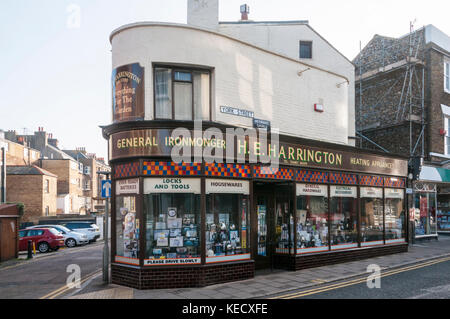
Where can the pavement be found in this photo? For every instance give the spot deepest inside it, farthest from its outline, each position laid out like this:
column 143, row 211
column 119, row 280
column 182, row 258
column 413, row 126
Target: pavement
column 266, row 284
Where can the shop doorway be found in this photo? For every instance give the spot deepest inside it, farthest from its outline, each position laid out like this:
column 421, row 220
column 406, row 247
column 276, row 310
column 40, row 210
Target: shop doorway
column 271, row 206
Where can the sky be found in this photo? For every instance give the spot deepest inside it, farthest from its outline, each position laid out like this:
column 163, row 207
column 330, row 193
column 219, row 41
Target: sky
column 55, row 55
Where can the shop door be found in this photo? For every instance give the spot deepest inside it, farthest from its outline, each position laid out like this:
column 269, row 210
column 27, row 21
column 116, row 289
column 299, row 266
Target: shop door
column 284, row 222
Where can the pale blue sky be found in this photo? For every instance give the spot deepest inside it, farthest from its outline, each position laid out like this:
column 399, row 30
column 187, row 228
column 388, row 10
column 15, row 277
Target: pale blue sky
column 59, row 77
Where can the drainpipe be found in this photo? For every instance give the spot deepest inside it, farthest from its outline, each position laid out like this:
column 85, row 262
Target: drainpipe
column 3, row 177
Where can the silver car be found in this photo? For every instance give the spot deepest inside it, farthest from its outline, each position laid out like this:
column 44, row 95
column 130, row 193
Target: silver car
column 71, row 238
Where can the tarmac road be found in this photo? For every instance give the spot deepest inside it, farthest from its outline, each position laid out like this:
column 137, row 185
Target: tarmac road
column 426, row 281
column 36, row 278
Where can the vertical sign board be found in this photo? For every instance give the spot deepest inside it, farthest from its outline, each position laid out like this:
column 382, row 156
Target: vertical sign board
column 106, row 188
column 128, row 93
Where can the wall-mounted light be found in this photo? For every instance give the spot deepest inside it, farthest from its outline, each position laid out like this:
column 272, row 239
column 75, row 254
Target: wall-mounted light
column 300, row 73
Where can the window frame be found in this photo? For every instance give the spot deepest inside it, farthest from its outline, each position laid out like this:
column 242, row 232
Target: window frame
column 184, row 69
column 446, row 75
column 309, row 42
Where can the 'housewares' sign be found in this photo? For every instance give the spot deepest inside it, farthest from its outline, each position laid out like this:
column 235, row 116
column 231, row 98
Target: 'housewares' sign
column 217, row 186
column 312, row 190
column 128, row 186
column 370, row 192
column 171, row 185
column 343, row 191
column 393, row 193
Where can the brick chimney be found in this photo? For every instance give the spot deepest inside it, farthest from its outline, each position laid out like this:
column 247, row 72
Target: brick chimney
column 203, row 13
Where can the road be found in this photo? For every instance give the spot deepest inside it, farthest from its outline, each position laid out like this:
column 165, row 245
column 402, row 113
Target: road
column 430, row 280
column 37, row 278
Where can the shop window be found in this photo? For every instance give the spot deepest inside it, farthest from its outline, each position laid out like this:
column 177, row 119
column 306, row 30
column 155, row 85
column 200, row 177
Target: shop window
column 394, row 215
column 343, row 217
column 425, row 214
column 127, row 227
column 172, row 208
column 227, row 226
column 372, row 226
column 182, row 94
column 312, row 218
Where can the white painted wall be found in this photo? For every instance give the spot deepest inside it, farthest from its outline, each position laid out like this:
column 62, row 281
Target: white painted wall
column 245, row 77
column 285, row 38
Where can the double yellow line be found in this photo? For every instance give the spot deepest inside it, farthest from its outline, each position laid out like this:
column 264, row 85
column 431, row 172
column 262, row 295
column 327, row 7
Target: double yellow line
column 357, row 281
column 65, row 288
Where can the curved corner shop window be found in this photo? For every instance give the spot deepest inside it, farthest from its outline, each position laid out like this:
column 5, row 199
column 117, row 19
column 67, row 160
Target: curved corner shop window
column 425, row 214
column 343, row 215
column 127, row 227
column 173, row 225
column 394, row 214
column 371, row 214
column 312, row 216
column 227, row 225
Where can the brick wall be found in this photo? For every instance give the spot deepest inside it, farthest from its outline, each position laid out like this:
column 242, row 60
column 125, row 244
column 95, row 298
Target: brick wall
column 27, row 189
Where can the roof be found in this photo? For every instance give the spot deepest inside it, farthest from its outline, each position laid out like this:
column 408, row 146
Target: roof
column 27, row 170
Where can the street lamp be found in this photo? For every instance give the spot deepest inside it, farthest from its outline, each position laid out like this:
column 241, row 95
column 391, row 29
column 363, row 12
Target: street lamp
column 106, row 234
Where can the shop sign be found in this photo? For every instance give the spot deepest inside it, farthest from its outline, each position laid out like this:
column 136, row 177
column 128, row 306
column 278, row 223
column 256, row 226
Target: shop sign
column 237, row 112
column 172, row 261
column 218, row 186
column 312, row 190
column 171, row 185
column 160, row 142
column 128, row 93
column 393, row 193
column 127, row 186
column 343, row 191
column 371, row 192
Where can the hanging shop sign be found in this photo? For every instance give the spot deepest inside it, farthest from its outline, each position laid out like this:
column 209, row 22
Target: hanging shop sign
column 393, row 193
column 371, row 192
column 160, row 142
column 171, row 185
column 128, row 93
column 312, row 190
column 218, row 186
column 127, row 186
column 343, row 191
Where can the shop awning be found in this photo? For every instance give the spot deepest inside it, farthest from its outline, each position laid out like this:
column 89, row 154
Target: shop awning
column 435, row 174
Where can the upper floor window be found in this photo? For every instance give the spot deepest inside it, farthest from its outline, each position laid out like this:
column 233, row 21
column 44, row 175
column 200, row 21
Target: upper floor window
column 182, row 94
column 447, row 76
column 305, row 50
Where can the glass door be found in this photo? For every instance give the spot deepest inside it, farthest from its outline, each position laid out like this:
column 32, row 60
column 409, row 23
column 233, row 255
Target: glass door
column 264, row 207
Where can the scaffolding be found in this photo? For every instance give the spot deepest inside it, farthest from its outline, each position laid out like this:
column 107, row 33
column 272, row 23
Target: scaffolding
column 376, row 66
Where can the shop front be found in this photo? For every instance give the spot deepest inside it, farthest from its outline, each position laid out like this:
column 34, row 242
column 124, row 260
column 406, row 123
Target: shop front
column 196, row 223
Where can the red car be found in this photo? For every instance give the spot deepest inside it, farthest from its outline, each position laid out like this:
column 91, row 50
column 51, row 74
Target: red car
column 45, row 239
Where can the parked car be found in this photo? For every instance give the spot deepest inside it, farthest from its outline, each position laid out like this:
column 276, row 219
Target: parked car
column 71, row 238
column 45, row 239
column 90, row 229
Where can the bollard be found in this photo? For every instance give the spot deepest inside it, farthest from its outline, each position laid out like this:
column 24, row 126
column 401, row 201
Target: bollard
column 30, row 254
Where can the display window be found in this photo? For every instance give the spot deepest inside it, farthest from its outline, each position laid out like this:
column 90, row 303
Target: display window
column 425, row 216
column 394, row 215
column 227, row 221
column 372, row 226
column 312, row 218
column 127, row 230
column 343, row 217
column 172, row 210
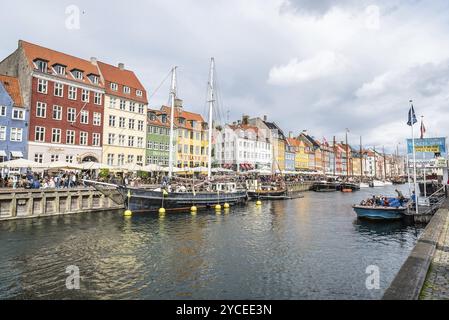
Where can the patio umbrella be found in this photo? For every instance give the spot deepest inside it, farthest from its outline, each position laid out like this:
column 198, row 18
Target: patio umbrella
column 22, row 163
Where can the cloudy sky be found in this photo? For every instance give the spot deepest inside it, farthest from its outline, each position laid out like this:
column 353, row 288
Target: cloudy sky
column 318, row 65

Exercise directions: What are the lines, exactly as written above, from the line with "Target: shop awning" to the line with "column 90, row 303", both included? Output only those.

Finished task:
Target: shop awning
column 435, row 174
Where can the upper floor window be found in this photo? For every instance give the spot deepest inside it, farthest from its outline, each position laid out like this:
column 233, row 21
column 44, row 175
column 200, row 21
Target: upper floor window
column 182, row 94
column 447, row 76
column 305, row 50
Where can the glass door be found in this photo? For every instance give the spot deepest inside it, farthest from its outline, each position laid out like this:
column 32, row 60
column 409, row 23
column 233, row 255
Target: glass door
column 264, row 207
Where can the scaffolding be found in this photo? For every instance give the spot deepest inside it, farthest from its outline, each position laid out like this:
column 107, row 33
column 272, row 23
Target: scaffolding
column 376, row 66
Where can the shop front be found in this photo? For every instance give the spot deepest inside it, farthest from its outline, each position laid out like this:
column 34, row 242
column 124, row 260
column 406, row 123
Target: shop front
column 196, row 223
Where can the red car be found in this photo? For every instance give the spot deepest inside it, farthest from its outline, each position laid out like this:
column 91, row 50
column 51, row 74
Target: red car
column 45, row 239
Where can the parked car be found in this photo? For every instance give the spot deepest inside it, farthest from its outline, each position laid out like this:
column 276, row 219
Target: parked car
column 71, row 238
column 45, row 239
column 90, row 229
Where can the bollard be found in this photo? For every instance give the spot deepest inside it, farthest from its outline, each position laid out like this:
column 24, row 126
column 401, row 201
Target: bollard
column 30, row 254
Where can the display window be found in this photo? For every instance give the spot deepest inside it, farthest from its outline, each position laid out like this:
column 90, row 303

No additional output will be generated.